* [TEXTE]
Un matin de septembre 1982, cheveux crépus fraîchement coupés et chemise à la mode rentrée dans le jean, mon père, El Hachmi Rhrissi, a posé le pied sur le quai de la gare de Caen (14). « C’était merveilleux ! », lâche-t-il entre deux toux causées par sa consommation excessive de cigarettes. « J’avais une grande idée de la France, je ne m’attendais pas à venir faire des études ici. » Du haut de ses 20 ans, sa vie d’adulte commençait, loin du désert marocain où il a grandi. Quarante ans plus tard, il évoque avec émotion ce temps glorieux où renverser le capitalisme et remporter un prix Nobel faisait partie du champ des possibles.
Sur la commode en bois, dans le salon de mon adolescence à Saint-Gratien (95), les portraits de mes grands-parents à la peau brunie par le soleil côtoient celui de mon aïeul normand guidant son cheval de trait et les yeux bleu clair de mémé Odette. Mon papa est un prof de physique chimie un peu poète, du genre mélancolique. Moi, je suis devenue journaliste. Ça tombe bien, j’ai décidé de me plonger dans son passé, l’histoire d’une immigration peu connue : celle des étudiants marocains venus remplir les bancs des universités françaises, aidés par des bourses du royaume. Si les années 1960 voient les Maghrébins affluer dans les usines françaises, « les années 1970 – et ce, jusqu’au milieu des années 1980 – étaient un âge d’or pour les Marocains qui voulaient étudier en France », souligne le chercheur Bruno Laffort, auteur d’une thèse sur cette immigration particulière (1).

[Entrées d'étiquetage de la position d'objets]
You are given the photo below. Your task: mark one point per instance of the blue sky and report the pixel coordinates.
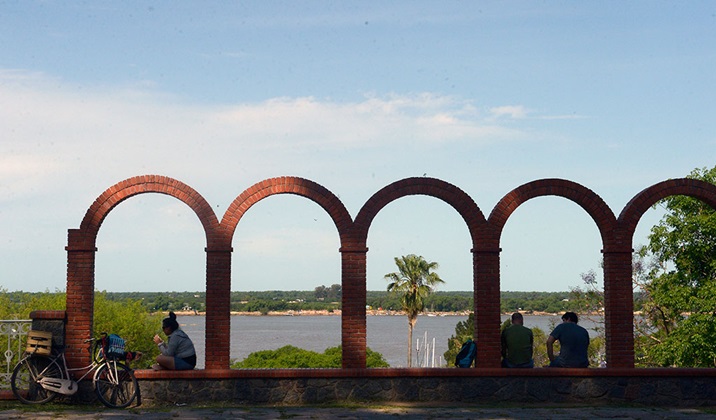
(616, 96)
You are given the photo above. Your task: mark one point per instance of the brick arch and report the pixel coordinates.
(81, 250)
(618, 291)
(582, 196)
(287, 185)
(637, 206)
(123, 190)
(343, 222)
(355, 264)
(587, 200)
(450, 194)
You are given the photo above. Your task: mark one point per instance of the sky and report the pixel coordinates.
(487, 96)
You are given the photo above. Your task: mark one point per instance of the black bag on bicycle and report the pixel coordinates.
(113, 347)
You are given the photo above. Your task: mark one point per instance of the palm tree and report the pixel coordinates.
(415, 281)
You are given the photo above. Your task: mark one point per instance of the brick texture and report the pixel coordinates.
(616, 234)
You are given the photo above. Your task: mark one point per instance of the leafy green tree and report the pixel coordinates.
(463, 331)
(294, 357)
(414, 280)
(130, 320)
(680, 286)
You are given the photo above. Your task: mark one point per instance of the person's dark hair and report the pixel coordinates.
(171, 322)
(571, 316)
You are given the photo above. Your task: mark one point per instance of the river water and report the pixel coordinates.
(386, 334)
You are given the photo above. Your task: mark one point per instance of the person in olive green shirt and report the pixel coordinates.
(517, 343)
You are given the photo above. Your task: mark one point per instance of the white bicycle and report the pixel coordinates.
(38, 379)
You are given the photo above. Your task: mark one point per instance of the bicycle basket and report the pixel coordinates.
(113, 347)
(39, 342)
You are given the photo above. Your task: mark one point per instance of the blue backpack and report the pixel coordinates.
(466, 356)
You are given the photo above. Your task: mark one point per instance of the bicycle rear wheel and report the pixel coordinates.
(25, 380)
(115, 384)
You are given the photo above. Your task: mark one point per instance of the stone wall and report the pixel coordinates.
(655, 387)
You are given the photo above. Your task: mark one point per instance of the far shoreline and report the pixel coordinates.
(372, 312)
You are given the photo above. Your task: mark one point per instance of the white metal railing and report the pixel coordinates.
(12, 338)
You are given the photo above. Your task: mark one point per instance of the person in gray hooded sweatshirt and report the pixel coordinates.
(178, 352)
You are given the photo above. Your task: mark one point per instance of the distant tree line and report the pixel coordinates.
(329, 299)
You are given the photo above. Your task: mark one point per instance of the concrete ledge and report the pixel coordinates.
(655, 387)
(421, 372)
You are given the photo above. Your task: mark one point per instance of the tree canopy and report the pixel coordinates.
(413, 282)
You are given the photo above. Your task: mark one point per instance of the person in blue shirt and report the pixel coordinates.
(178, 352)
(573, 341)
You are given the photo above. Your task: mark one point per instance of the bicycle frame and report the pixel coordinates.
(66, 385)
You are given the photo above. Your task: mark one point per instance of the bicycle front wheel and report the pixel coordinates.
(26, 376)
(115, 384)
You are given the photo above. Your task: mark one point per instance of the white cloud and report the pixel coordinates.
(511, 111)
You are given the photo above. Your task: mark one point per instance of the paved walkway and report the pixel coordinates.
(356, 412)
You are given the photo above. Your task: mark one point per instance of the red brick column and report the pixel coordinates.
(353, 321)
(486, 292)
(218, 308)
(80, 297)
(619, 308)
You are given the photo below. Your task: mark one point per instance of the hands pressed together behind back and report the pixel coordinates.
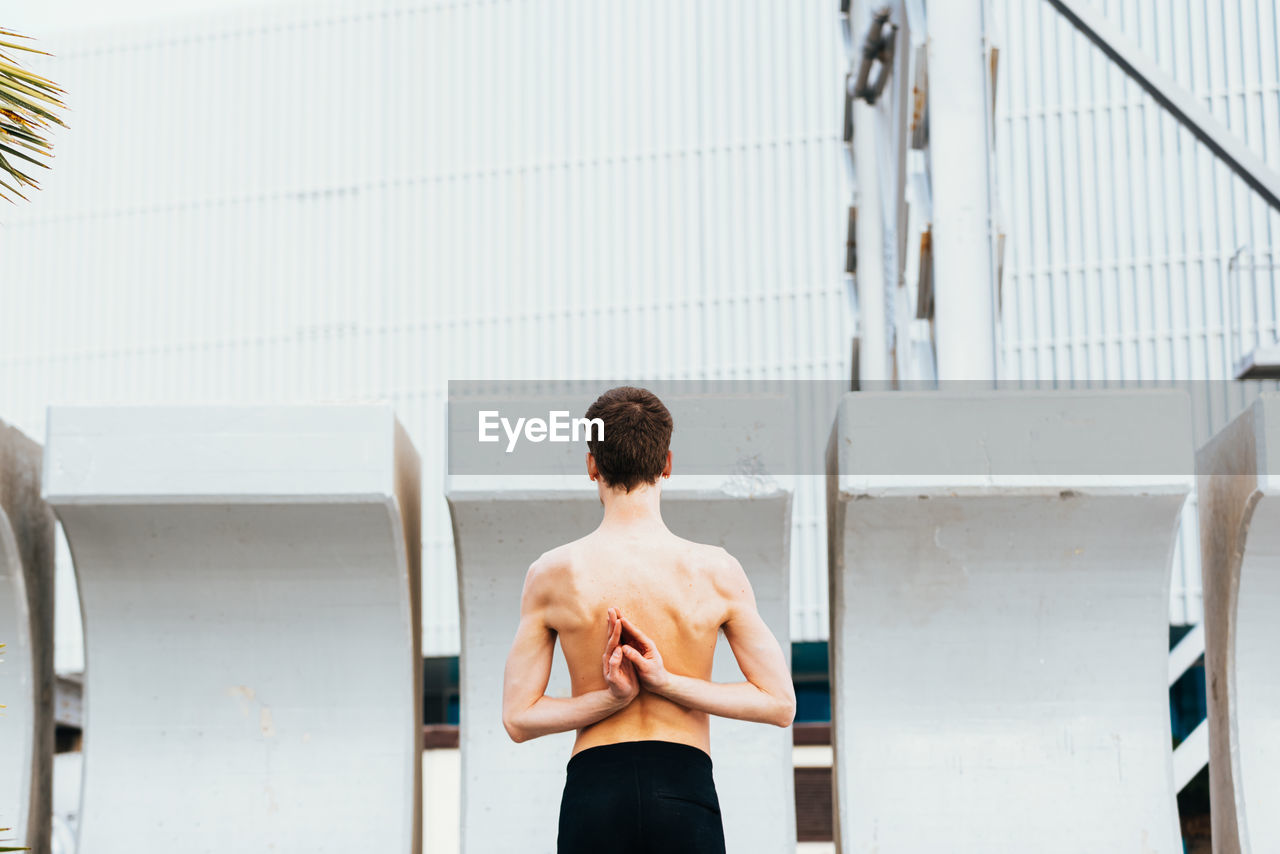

* [CONSIGNE 1]
D'après le texte, en quel mois et en quelle année le père arrive-t-il à la gare de Caen ?
* [CONSIGNE 2]
Relevez, s'il vous plaît, toutes les personnes que le texte désigne par un nom ou un prénom.

* [RÉPONSE ATTENDUE 1]
En septembre 1982.

* [RÉPONSE ATTENDUE 2]
El Hachmi Rhrissi, mémé Odette, Bruno Laffort